• [Work required]: Retype every entry exactly, down to the last character.

______________________________

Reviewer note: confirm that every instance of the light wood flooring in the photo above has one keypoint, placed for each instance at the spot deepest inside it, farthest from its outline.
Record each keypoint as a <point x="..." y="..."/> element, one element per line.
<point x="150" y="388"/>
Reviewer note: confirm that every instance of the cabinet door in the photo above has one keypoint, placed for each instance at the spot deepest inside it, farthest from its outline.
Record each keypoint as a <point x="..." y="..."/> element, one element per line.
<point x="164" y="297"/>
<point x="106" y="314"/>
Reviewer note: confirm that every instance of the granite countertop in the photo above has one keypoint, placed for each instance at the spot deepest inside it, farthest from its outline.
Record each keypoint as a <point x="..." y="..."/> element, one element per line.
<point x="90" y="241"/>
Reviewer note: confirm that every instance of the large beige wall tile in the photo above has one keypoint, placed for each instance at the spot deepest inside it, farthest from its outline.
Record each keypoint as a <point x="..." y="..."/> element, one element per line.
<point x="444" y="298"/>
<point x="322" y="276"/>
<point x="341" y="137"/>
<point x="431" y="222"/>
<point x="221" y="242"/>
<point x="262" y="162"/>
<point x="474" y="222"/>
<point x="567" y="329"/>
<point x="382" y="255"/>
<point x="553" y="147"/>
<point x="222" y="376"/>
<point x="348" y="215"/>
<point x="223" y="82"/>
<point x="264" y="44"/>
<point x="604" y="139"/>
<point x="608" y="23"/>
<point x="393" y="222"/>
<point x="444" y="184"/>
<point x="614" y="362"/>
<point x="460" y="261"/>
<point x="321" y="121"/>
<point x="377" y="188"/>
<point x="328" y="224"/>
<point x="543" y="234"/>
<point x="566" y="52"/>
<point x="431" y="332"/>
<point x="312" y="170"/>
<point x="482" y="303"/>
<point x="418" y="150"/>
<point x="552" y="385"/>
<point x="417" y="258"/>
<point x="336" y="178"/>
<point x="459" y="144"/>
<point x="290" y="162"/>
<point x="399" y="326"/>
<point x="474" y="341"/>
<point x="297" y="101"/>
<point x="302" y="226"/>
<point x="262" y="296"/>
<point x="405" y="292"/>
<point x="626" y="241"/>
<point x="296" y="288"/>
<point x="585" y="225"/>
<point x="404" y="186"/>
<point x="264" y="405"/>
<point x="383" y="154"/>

______________________________

• [Exercise answer]:
Reviewer note: confirm that every instance of the light wood flooring in the photo above has one keypoint, placed for each instance at the spot deepest inside it, farthest from its outline.
Record each keypoint as a <point x="..." y="..."/> element, one element per line.
<point x="150" y="388"/>
Reviewer note: confirm that every instance of the cabinet door in the photo above has one keypoint, placed for each instance at the spot deepest inside it, farthest from its outline.
Record each keypoint as a <point x="..." y="..."/> element, one element per line.
<point x="164" y="297"/>
<point x="106" y="314"/>
Reviewer note: confirm that every instance of the granite countertop in the photo above has one keypoint, placed for each instance at the spot deepest inside it, farthest from its outline.
Record each keypoint as a <point x="..." y="..."/> element, one element per line.
<point x="90" y="241"/>
Reviewer note: confirm that every instance of the large beige wall tile in the photo above has one keypoint, placed for each instance at the spot deepest inside it, farthest from its outline.
Record each keypoint as a <point x="..." y="..."/> element, one element per line.
<point x="444" y="298"/>
<point x="322" y="276"/>
<point x="341" y="137"/>
<point x="431" y="222"/>
<point x="221" y="242"/>
<point x="262" y="162"/>
<point x="474" y="222"/>
<point x="567" y="329"/>
<point x="382" y="255"/>
<point x="553" y="147"/>
<point x="222" y="376"/>
<point x="348" y="215"/>
<point x="223" y="82"/>
<point x="264" y="44"/>
<point x="604" y="139"/>
<point x="608" y="23"/>
<point x="393" y="222"/>
<point x="444" y="184"/>
<point x="614" y="362"/>
<point x="460" y="261"/>
<point x="321" y="121"/>
<point x="377" y="188"/>
<point x="328" y="224"/>
<point x="543" y="234"/>
<point x="566" y="52"/>
<point x="431" y="332"/>
<point x="312" y="170"/>
<point x="482" y="303"/>
<point x="418" y="150"/>
<point x="552" y="385"/>
<point x="417" y="258"/>
<point x="336" y="178"/>
<point x="459" y="144"/>
<point x="290" y="162"/>
<point x="399" y="326"/>
<point x="474" y="341"/>
<point x="297" y="101"/>
<point x="302" y="226"/>
<point x="262" y="296"/>
<point x="405" y="292"/>
<point x="626" y="241"/>
<point x="296" y="288"/>
<point x="585" y="225"/>
<point x="404" y="186"/>
<point x="264" y="405"/>
<point x="383" y="154"/>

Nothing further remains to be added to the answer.